Requirements ::
Answer these questions from the article on the Ohio Supreme Court tax ruling below:
(a) What sales-receipt threshold in the CAT statute did the majority hold satisfied the substantial-nexus requirement?
(b) Who wrote the dissent?
(c) What do the three taxpayers sell?

No Physical Presence Needed for Tax: Ohio High Court

Daily Tax Report: State provides authoritative coverage of state and local tax developments across the 50 U.S. states and the District of Columbia, tracking legislative and regulatory updates,...

By Christopher Brown

Nov. 17 — A taxpayer’s physical presence in Ohio isn’t necessary for the imposition of the state’s Commercial Activity Tax, a divided Ohio Supreme Court ruled in three closely watched cases decided upon the same grounds ( Crutchfield Corp. v. Testa , Ohio, No. 2016-Ohio-7760, 11/17/16 , Newegg Inc. v. Testa , Ohio, No. 2016-Ohio-7762, 11/17/16 and Mason Cos., Inc. v. Testa , Ohio, No. 2016-Ohio-7768, 11/17/16 ).

The taxpayers, two sellers of electronics and a seller of footwear that have no facilities or employees in Ohio, argued that a physical presence was necessary for the imposition of the tax, citing the U.S. Supreme Court’s foundational Quill rule under the federal dormant commerce clause.

But Chief Justice Maureen O’Connor, writing for the 5-judge majority, held that the commerce clause doesn’t impose a physical-presence requirement and that the $500,000 sales-receipt threshold set forth in the CAT statute satisfied the commerce clause requirement of substantial nexus.

“This is a big case, a really big case that will provoke a lot of thinking by taxpayers and practitioners going forward. I wouldn’t be surprised if other states don’t start using this in their arsenal to argue in favor of applying their gross receipts tax to out-of-state sellers,” Stephen K. Hall, a partner with Zaino Hall Farrin LLC in Columbus, Ohio, told Bloomberg BNA Nov. 17.

Business-Privilege Taxes

Focusing on the distinction between the use tax and the CAT, O’Connor said that the court’s reading of case law indicates that “that the physical-presence requirement recognized and preserved by the United States Supreme Court for purposes of use-tax collection does not extend to business-privilege taxes such as the CAT.”

In dissent, Judge Sharon Kennedy rejected the significance of the distinction between the use tax and business-privilege taxes for the purpose of analyzing nexus requirements, and said that the court remained bound by the U.S. Supreme Court’s divisive rule from Quill Corp. v. North Dakota, 504 U.S. 298, (1992). That rule is being challenged in several cases stemming from a flurry of recently implemented state rules.

“While I am sympathetic to all Ohio-based businesses that must pay a business-privilege tax such as the CAT, this court nevertheless should follow the law as it exists today,” Kennedy said.

Data supplied ::

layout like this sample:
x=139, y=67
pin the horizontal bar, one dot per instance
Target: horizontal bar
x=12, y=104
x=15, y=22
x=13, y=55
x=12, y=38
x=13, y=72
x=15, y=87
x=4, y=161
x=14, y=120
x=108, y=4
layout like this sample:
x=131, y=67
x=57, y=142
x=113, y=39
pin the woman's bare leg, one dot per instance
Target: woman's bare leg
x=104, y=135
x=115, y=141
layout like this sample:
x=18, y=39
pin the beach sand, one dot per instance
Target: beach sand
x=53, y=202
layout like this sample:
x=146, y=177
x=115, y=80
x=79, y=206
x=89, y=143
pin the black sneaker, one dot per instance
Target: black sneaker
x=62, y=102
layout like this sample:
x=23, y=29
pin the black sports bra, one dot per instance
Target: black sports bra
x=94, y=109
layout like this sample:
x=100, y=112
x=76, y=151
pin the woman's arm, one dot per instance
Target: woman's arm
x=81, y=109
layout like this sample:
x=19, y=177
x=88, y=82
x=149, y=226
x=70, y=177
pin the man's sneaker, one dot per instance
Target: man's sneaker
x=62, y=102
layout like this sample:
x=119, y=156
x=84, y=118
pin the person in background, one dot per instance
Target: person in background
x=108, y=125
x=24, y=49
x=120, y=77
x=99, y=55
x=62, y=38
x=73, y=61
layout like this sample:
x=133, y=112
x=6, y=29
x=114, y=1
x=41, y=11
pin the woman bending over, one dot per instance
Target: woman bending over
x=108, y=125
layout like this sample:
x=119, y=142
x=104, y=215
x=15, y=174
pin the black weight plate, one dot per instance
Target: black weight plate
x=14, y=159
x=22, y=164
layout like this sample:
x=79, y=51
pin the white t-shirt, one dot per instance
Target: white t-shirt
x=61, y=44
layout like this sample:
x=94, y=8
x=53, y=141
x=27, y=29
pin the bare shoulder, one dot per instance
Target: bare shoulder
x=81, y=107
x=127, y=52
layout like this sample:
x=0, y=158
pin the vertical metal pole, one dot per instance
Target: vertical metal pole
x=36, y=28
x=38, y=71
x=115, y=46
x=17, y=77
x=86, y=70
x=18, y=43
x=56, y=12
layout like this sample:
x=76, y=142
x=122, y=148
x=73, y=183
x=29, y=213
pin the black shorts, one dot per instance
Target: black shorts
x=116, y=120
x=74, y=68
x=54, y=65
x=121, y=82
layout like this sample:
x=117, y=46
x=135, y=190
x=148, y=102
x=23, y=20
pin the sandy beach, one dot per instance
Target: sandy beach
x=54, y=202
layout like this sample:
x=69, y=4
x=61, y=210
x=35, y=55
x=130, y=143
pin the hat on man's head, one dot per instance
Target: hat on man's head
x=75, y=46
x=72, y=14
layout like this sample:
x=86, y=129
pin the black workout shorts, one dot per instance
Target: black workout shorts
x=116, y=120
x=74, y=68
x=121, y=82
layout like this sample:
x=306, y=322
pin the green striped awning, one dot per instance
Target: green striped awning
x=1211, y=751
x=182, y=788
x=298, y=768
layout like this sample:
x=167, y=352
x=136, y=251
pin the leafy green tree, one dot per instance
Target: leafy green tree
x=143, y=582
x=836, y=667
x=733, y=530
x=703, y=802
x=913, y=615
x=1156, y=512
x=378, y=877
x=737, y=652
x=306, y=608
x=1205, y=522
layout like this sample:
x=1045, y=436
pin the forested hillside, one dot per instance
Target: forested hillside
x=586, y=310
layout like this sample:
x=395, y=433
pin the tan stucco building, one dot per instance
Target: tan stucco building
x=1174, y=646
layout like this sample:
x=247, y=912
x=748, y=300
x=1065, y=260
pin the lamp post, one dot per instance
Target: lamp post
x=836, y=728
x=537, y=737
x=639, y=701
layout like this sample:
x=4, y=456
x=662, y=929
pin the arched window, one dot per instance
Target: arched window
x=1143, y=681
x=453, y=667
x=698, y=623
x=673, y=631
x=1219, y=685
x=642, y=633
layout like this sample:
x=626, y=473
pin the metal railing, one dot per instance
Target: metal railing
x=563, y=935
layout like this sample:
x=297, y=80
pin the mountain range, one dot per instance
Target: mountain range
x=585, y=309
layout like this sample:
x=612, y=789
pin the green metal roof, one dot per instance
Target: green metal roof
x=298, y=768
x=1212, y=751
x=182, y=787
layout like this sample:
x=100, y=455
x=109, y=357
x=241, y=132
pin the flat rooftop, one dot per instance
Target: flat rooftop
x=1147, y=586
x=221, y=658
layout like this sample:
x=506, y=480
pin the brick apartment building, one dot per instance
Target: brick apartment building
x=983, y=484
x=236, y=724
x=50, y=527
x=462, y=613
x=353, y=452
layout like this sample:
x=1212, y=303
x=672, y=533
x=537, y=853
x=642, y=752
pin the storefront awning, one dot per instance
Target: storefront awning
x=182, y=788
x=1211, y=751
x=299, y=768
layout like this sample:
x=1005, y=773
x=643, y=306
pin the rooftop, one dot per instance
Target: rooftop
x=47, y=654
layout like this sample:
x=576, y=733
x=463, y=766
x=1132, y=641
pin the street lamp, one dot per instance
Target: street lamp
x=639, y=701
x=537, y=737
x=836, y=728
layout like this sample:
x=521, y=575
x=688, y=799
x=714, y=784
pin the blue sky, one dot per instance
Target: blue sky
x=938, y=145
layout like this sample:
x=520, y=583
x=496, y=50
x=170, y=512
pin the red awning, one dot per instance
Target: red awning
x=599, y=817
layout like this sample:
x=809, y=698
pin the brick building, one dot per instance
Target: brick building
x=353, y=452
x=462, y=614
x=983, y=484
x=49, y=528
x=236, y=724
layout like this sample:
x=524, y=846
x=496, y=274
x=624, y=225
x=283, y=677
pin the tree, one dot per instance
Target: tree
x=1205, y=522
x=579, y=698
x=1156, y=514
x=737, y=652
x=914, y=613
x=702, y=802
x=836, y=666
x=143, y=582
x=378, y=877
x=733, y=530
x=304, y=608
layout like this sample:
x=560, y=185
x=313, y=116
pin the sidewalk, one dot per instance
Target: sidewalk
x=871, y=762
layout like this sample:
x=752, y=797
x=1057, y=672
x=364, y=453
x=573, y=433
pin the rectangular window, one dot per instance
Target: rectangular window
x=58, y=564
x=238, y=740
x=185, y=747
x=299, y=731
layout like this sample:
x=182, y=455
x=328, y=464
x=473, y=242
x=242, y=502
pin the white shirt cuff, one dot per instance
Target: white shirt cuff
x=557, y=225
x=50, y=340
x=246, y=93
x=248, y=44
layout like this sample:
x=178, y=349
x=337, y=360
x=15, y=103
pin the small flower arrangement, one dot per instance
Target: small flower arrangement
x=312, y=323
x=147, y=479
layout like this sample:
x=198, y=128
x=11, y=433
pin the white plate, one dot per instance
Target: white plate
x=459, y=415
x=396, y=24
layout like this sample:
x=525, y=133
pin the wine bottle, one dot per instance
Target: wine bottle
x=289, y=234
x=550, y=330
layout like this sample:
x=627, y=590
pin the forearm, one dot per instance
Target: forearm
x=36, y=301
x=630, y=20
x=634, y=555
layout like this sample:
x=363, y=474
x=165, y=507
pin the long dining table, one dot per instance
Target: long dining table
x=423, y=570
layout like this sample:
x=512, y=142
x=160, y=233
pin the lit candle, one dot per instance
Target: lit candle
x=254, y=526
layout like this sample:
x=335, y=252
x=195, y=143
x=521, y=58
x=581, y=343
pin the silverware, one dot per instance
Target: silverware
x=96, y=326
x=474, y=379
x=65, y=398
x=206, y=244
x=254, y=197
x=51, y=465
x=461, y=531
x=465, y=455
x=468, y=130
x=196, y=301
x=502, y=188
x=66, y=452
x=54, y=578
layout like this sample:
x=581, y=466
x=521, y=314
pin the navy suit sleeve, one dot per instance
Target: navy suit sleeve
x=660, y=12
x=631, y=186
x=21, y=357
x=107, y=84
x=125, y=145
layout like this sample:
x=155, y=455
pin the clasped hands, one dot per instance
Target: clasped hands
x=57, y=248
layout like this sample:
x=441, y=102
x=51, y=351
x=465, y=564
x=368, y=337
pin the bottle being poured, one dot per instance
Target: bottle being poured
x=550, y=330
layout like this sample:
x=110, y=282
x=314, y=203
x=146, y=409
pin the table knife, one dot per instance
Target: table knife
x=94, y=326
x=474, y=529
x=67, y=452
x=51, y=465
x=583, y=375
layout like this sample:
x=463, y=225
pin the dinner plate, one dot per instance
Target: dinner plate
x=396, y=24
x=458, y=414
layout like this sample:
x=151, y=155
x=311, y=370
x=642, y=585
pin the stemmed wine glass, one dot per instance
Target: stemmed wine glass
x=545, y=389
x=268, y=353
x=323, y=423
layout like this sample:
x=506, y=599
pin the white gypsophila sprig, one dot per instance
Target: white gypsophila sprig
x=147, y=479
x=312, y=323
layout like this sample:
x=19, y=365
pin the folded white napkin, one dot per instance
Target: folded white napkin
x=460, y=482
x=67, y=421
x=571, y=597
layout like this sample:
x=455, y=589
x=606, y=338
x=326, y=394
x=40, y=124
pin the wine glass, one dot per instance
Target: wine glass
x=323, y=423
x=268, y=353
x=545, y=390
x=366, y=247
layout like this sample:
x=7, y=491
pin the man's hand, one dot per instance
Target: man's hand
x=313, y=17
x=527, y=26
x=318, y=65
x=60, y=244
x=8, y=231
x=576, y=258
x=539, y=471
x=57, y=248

Exercise answer ::
(a) $500,000
(b) Judge Sharon Kennedy
(c) Two sell electronics and one sells footwear.